What this task involves >>
In the records below, one line contains "of the pleated". Print that line and every line after it exactly, down to the final one.

Data provided >>
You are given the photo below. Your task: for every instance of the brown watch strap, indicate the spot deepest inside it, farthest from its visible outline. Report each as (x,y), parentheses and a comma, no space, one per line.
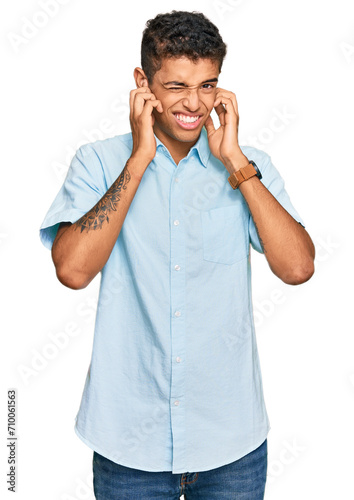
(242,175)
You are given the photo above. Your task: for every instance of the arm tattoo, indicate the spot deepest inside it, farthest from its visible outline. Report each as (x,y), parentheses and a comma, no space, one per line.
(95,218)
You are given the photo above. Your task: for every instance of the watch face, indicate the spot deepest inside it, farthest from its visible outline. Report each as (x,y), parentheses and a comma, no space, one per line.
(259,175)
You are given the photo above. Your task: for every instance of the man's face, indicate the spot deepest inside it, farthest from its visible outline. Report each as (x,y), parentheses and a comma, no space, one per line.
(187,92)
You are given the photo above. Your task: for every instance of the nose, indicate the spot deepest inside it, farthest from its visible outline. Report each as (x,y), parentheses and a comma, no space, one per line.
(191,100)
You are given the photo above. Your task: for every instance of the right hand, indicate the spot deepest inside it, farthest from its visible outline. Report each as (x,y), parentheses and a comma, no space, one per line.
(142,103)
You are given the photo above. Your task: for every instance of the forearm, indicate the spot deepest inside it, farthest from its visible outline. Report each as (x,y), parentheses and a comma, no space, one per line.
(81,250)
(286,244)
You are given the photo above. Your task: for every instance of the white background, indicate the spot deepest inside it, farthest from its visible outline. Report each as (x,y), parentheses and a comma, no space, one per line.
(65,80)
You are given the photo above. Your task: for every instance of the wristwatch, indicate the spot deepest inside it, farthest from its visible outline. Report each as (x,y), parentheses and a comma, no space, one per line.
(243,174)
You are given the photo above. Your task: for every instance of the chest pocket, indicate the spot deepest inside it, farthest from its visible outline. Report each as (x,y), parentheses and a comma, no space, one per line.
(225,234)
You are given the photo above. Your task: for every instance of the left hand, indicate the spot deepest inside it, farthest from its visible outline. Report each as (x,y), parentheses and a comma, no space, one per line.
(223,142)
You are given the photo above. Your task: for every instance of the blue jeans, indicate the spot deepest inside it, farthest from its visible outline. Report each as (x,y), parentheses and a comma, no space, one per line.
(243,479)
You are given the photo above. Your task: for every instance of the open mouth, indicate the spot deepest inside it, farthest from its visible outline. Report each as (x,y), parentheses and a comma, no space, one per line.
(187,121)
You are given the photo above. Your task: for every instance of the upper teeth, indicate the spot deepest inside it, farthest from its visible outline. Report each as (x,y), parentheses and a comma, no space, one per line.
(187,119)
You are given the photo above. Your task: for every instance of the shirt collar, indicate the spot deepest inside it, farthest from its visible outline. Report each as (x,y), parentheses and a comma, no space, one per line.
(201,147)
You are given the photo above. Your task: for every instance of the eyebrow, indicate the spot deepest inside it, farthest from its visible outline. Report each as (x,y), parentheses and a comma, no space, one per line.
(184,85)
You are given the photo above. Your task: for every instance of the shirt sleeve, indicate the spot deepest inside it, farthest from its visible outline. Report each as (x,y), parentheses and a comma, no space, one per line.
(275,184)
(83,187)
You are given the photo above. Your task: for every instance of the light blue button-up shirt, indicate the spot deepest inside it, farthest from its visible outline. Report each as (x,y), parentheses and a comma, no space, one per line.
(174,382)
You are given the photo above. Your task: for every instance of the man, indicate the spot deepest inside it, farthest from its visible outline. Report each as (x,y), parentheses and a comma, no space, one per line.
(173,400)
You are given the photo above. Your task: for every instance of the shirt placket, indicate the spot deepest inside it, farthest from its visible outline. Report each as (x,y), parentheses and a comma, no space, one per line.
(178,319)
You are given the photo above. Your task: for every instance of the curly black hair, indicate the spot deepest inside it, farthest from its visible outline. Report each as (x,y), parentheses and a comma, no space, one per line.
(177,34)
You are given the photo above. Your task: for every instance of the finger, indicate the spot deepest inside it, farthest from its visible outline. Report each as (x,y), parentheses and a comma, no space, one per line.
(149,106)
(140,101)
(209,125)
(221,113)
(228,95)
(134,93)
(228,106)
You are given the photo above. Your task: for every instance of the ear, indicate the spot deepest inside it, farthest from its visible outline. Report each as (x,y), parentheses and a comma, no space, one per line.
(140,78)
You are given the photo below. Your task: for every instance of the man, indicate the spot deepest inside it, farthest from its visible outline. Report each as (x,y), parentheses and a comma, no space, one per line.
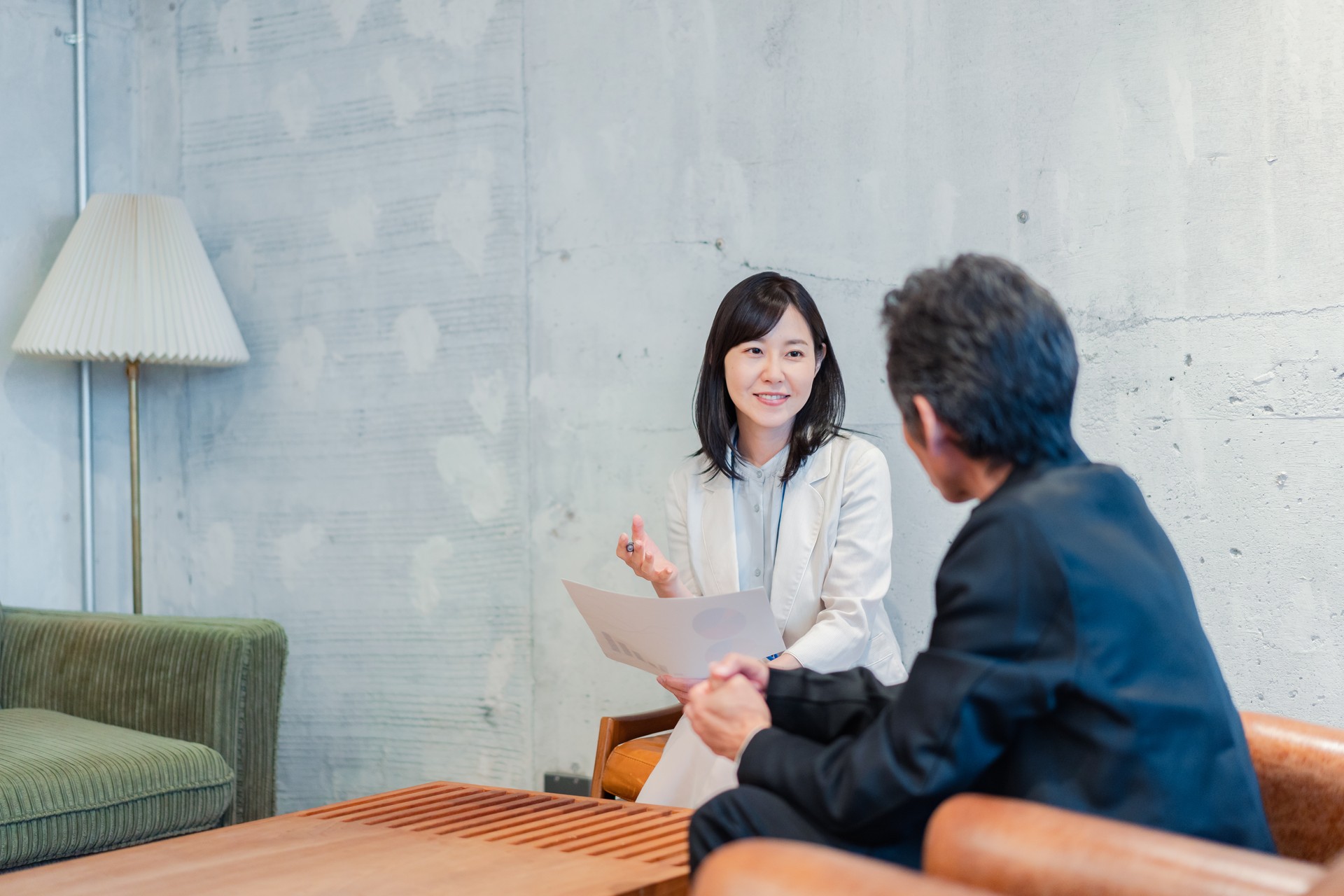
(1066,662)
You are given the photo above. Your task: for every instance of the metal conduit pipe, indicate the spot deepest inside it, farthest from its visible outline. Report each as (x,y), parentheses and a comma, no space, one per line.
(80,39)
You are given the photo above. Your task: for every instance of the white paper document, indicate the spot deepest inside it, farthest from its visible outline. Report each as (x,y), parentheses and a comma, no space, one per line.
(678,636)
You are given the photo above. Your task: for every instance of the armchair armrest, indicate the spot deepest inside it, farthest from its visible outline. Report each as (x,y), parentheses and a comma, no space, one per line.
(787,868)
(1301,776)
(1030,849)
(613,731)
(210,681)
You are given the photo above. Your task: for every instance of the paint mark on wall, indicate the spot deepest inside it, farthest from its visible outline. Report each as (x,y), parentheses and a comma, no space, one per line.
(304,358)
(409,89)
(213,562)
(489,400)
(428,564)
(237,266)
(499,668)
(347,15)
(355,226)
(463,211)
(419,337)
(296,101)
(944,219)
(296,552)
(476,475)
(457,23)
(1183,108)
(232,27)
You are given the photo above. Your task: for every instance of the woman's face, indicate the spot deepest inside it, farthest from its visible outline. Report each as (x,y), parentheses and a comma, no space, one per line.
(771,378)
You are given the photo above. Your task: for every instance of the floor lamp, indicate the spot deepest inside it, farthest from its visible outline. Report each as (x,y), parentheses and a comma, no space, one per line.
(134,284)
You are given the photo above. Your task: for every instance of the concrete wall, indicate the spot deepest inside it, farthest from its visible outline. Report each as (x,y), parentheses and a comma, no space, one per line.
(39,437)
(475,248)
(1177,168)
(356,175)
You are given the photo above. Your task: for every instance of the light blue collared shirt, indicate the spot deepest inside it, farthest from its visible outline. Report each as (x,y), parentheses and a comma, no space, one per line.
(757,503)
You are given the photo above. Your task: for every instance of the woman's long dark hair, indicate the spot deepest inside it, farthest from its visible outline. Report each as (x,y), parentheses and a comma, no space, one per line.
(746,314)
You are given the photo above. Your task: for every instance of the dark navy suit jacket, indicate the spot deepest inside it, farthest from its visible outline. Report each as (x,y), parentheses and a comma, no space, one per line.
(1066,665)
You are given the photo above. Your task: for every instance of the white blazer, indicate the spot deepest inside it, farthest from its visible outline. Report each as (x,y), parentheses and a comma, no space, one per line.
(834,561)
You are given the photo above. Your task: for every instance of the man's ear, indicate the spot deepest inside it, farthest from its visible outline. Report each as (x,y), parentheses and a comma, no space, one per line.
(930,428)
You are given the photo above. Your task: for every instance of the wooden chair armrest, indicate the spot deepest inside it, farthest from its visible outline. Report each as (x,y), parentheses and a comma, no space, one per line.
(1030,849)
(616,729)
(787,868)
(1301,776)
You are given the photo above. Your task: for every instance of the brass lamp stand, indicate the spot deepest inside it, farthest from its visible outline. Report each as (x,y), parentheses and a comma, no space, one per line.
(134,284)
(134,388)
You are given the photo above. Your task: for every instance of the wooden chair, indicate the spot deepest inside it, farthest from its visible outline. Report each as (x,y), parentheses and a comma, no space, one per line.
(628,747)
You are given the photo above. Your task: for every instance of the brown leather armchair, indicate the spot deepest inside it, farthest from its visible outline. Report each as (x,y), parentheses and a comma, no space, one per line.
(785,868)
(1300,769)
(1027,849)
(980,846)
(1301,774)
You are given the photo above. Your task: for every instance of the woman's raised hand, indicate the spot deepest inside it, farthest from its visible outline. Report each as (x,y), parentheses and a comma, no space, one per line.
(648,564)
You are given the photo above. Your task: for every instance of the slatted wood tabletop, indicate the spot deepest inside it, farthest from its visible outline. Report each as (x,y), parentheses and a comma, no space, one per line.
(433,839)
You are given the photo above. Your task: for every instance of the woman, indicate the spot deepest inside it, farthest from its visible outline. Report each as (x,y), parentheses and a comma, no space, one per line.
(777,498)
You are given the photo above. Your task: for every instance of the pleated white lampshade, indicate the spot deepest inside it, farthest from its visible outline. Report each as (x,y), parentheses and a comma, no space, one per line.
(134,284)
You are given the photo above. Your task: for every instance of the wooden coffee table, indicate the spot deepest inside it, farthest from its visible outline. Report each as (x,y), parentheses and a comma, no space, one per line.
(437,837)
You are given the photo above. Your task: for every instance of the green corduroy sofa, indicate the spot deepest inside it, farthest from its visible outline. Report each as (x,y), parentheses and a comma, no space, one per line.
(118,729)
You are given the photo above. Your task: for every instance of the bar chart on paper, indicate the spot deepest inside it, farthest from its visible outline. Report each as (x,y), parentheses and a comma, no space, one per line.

Output below >>
You are given the photo above. Your task: for every instance of the pleated white lampshade, indicate the spot deepest inside it, farthest from its visible outline. Report each as (x,y), parentheses and a comma, no space, one per line.
(134,284)
You are given the photo above. Your task: for every instance of the wooden coffee table, indicate the spot deepest inside it, farthest from its visible outline. Report each as (x,y), parentheses and a comma, no space, one per line.
(437,837)
You are given the photo above. Your task: for every instance of the green corduroy sofa, indicate the spot deepest inside it, farthest from its visible outline. Report each as (x,y), parentheses and a comma, no space, one per line.
(118,729)
You are given the photo above. Your task: for every instance of the bar chart on paper, indicate the spot deepest inside it, farthest from its visible outline. Report each as (x,y), parentheses and a comma, no space, one per line.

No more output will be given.